Omit all pictures. Quote only the lines from the one with "Expected output: one point per instance of the blurred" through the end of the material below.

----

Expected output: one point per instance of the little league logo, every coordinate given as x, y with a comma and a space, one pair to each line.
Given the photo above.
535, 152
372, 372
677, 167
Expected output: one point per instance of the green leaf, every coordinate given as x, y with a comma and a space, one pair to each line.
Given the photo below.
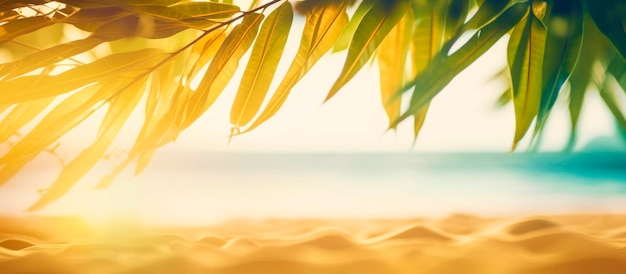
392, 55
376, 24
610, 17
454, 14
445, 67
564, 39
617, 68
323, 26
344, 39
437, 22
222, 67
262, 65
526, 51
109, 67
487, 12
120, 109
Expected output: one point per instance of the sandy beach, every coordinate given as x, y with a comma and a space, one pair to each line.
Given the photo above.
460, 243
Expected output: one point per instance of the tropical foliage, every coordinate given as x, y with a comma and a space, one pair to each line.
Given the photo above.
173, 58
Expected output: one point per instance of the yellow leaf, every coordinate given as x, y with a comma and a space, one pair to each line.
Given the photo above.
62, 118
110, 67
323, 26
16, 28
222, 67
120, 109
525, 56
20, 115
392, 56
262, 65
375, 25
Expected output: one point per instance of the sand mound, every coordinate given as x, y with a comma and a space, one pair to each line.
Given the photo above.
535, 245
421, 232
331, 241
15, 244
531, 225
604, 265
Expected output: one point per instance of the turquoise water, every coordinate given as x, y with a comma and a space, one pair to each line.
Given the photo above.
242, 185
195, 187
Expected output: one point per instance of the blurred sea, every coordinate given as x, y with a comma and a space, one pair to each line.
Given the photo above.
382, 185
195, 187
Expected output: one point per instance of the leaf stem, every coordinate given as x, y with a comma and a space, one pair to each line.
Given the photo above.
175, 53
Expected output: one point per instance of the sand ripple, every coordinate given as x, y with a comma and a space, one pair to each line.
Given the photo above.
458, 244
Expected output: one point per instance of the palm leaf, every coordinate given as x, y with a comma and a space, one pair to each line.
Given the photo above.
376, 24
323, 25
345, 38
526, 51
119, 110
445, 67
564, 39
222, 67
266, 54
610, 17
110, 67
392, 55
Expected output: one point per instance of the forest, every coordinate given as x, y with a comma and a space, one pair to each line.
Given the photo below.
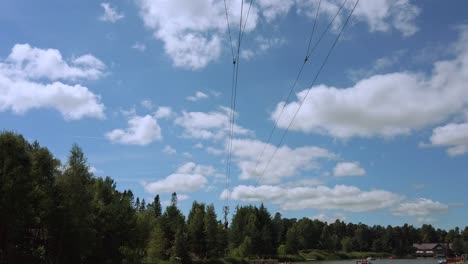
61, 213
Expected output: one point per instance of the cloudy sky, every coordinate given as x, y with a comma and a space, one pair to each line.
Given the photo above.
144, 87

----

**SOLUTION TO THE PROBLEM**
Expected output: one point per instance of the blurred sea, every coordinate given as x, y with a comma and a space, one pair to each line.
Given the photo above.
382, 185
195, 187
Expected output: one point per instance of the leaf stem, every coordinate given as x, y with a comma and a space, one pair to each line.
Given the photo above.
175, 53
Expected output: one point per instance of the sand ripple, every coordinate given as x, y with a comma and a space, one pair to each line.
Given the photo above.
458, 244
Expected output: one point per instance of the palm leaf, every coordinate given as x, y with a comma and a space, one pair to each line.
Given the photo above.
376, 24
323, 25
345, 38
526, 51
119, 110
445, 67
564, 39
222, 67
266, 54
610, 17
110, 67
392, 55
Expected output: one point per instance of the forest, every coordinate given as x, y with a comma and a space, one pair to each line.
Given the photo below.
61, 213
Expected output: one point per instance of the cloudy sky, every coordinate given as x, y with a comma and a space, one pair to each line.
Given the photo above.
144, 87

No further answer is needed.